GIVEN PASSAGE ::

Actress Christina Applegate (Dead to Me, The Sweetest Thing) recently shared that she rarely leaves the comfort of her bed, due to her living with Multiple Sclerosis (MS). According to CNN, Applegate revealed this news in a People Magazine interview that was released last week.
CNN reports that in early 2021, the actress revealed that she was diagnosed with the disease. Then in a 2023 Vanity Fair interview, the film and TV actress shared she’d probably never act on screen again. This is because the disease impacts one’s central nervous system, when healthy cells are attacked by the very system meant to protect you from illness. With no cure, MS affects patients differently and can impact quality of life.
Applegate shared she sadly stays in bed except when she tries to take her daughter to school. The actress said, “I want to take her; it’s my favorite thing to do. It’s the only time we have together by ourselves,” she told People. “I tell myself, ‘just get her there safely and get home so you can get back into bed.’ And that’s what I do.”
According to CNN, the actress has written a memoir called You With The Sad Eyes which is set to release on March 3. The book is to tell her story and the pain she has suffered, including what makes it so hard for her to move around. Her book reviews her growing up in Laurel Canyon, to her eventual breakout role in Married… With Children.

DATA FOR REVIEW ::
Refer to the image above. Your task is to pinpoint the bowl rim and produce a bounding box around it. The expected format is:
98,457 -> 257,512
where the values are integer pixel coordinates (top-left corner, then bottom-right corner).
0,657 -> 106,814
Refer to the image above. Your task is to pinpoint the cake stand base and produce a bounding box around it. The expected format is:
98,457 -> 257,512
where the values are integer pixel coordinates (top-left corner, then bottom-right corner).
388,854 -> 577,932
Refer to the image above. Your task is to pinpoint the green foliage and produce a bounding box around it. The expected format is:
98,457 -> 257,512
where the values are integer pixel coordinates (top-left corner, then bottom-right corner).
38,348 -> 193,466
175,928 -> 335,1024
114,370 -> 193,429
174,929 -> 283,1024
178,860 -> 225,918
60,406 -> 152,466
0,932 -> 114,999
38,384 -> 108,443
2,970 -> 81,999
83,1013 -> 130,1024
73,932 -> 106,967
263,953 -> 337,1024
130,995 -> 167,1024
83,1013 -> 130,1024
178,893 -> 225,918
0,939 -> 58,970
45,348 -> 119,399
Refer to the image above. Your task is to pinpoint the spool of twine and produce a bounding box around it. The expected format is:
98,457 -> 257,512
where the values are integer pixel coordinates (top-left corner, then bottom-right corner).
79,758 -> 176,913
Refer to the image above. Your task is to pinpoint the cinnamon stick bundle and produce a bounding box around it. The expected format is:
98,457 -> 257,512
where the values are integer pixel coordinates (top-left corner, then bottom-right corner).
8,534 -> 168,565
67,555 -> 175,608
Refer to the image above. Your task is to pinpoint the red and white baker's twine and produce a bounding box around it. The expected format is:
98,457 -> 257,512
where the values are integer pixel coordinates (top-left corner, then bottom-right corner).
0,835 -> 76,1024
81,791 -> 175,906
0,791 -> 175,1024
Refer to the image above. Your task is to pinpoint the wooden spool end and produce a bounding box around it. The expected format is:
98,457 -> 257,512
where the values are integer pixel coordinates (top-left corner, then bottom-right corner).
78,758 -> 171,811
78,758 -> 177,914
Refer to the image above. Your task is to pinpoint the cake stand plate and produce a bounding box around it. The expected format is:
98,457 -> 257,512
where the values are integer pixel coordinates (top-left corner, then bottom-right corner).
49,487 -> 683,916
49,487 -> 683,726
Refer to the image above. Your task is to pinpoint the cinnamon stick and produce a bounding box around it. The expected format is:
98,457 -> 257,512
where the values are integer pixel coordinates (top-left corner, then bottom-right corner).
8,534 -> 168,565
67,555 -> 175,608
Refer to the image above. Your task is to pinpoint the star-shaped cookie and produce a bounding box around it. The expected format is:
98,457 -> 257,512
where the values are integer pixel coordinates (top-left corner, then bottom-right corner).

ASSIGNMENT ::
Pick up the article on Christina Applegate's life with multiple sclerosis after its last sentence and carry it on. The records have nothing to do with the article about Christina Applegate.

EXERCISE RESULT ::
A longline for the book states: “A Multiple Sclerosis diagnosis in 2021 confined her to a king-sized bed and the company of memories she’d rather forget: memories of the self-doubt and body dysmorphia that stalked her meteoric rise, of her mother’s fight against addiction and abuse after her father left, and of the tax life had taken on her body and mind that was suddenly coming due.”
In addition to the memoir, Applegate produces a podcast called MeSsy, CNN reports. She records the podcast with co-host by Jamie-Lynn Sigler (The Sopranos, Entourage), an actress living with the same condition.
She told People, “We all have come from somewhere, some places more painful than others, and it’s what you do with it, I guess. This is not an inspirational book, by any means. But it can inspire.”